Please reproduce the material below from the line containing "label the boy with" through the end of the material, changing nothing.

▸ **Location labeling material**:
•••••

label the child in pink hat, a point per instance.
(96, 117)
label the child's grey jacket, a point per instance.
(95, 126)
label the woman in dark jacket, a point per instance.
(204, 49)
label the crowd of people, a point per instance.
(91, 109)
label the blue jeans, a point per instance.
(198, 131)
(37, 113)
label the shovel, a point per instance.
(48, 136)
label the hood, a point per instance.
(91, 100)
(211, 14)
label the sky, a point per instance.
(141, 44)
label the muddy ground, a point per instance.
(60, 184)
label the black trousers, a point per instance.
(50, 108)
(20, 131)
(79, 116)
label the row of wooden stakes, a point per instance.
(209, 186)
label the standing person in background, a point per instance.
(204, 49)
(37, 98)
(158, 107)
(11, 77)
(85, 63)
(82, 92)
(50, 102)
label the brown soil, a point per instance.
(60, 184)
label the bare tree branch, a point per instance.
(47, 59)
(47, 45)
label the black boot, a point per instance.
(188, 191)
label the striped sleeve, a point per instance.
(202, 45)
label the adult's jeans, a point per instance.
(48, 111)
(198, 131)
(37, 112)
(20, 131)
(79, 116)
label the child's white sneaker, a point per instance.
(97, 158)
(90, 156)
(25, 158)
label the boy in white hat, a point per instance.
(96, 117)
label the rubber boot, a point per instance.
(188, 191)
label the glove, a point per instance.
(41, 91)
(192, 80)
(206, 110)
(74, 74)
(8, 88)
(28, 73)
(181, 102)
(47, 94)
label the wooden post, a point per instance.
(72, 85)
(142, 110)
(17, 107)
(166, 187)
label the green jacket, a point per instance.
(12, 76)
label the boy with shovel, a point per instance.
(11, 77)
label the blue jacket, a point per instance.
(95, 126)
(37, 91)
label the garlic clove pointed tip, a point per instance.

•••••

▸ **Written answer**:
label the boy with shovel, a point per instance.
(11, 77)
label the blue jacket, a point per instance.
(95, 126)
(37, 91)
label the garlic clove pointed tip, a point per instance.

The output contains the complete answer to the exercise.